▶ **Given text**
Oilseed rape prices are rising as the likely crop size falls.
Both old and new crop have benefited from the latest crop estimate from analyst Strategie Grains, which reduced its estimate of the EU crop by 470,000t to 18.9m tonnes.
This compares with the 2018 EU harvest of just under 20m tonnes.
However, the dry weather, disease and flea beetle challenges mean many traders put the 2019 crop closer to 18m tonnes.
Crops in France, Hungary and Romania are all suffering and in some cases on reduced areas, but Ukraine has expanded its area by 29%.
See also: Oilseed rape advice
Traders put the UK’s likely crop size at about 1.7m tonnes, compared with about 2m tonnes last year.
All Paris Matif futures contracts have been on an upward trend since early March.
With crushing demand strong, a weaker sterling has also helped UK prices recently. These averaged almost £305/t spot ex-farm as Farmers Weekly went to press on Wednesday 1 May.
The regional range was from £303-£310/t, other than in North-east Scotland which was down at £288/t.
Old crop is trading on average about £5/t above new crop values, which mostly range from £298-£308/t, as available for July.
The recent price rises have encouraged little grower selling interest.
“The £300/t mark would normally encourage some sellers but it’s a different prospect selling 3t/ha at £300/t compared with 4t/ha at £300/t,” said Owen Cligg, trading manager at farmer co-op United Oilseeds.
However he said those who needed harvest movement and/or harvest cash should probably do some tonnage at current prices.

▶ **Given records**

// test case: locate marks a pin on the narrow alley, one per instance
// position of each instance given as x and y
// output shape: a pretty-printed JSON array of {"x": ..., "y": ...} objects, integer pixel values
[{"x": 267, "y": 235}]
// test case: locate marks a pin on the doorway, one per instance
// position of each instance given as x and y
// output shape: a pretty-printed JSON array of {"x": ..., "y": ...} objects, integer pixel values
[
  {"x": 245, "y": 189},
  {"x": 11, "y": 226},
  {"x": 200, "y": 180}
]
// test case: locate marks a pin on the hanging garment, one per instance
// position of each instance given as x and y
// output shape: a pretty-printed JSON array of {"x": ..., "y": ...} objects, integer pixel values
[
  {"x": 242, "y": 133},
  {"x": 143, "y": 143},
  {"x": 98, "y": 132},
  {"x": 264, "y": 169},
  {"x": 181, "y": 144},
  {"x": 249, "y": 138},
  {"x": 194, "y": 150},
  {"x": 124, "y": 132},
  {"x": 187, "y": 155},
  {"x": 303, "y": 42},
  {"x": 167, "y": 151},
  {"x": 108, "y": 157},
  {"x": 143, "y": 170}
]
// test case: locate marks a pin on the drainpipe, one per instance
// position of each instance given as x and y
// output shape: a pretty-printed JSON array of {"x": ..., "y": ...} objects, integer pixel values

▶ **Required work**
Rewrite the oilseed rape price report from "With crushing demand" to "at current prices.", inclusive, substituting "processing demand" for "crushing demand".

▶ **Written answer**
With processing demand strong, a weaker sterling has also helped UK prices recently. These averaged almost £305/t spot ex-farm as Farmers Weekly went to press on Wednesday 1 May.
The regional range was from £303-£310/t, other than in North-east Scotland which was down at £288/t.
Old crop is trading on average about £5/t above new crop values, which mostly range from £298-£308/t, as available for July.
The recent price rises have encouraged little grower selling interest.
“The £300/t mark would normally encourage some sellers but it’s a different prospect selling 3t/ha at £300/t compared with 4t/ha at £300/t,” said Owen Cligg, trading manager at farmer co-op United Oilseeds.
However he said those who needed harvest movement and/or harvest cash should probably do some tonnage at current prices.